### TASK
Would you output all the lines below precisely as they stand, leaving each picture out?

### GIVEN INFORMATION
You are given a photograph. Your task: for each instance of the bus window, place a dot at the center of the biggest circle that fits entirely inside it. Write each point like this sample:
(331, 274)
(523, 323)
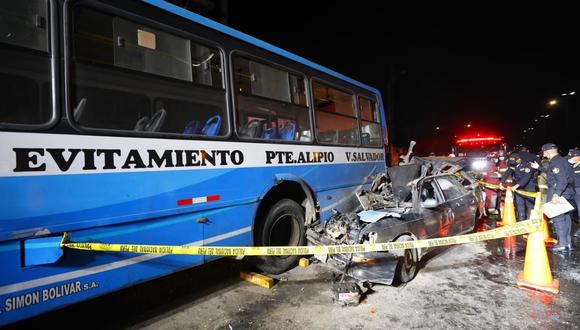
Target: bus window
(370, 123)
(271, 102)
(25, 78)
(336, 120)
(131, 77)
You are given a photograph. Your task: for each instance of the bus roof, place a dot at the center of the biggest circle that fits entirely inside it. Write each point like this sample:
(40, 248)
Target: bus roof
(249, 39)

### TASK OUTPUT
You are given a photograph. Your task: for each instance of the bus window, place a dot at the center of the biggest circle that fits entirely inside it. Write each point like this sample:
(331, 274)
(523, 323)
Target: bus window
(370, 123)
(271, 102)
(25, 78)
(336, 120)
(131, 77)
You are given a photograph. Your task: for each instance of the bus roof, place a dot at the center of the biggest circle that fits entirely inside it. Write each point like this sample:
(40, 248)
Target: bus roof
(249, 39)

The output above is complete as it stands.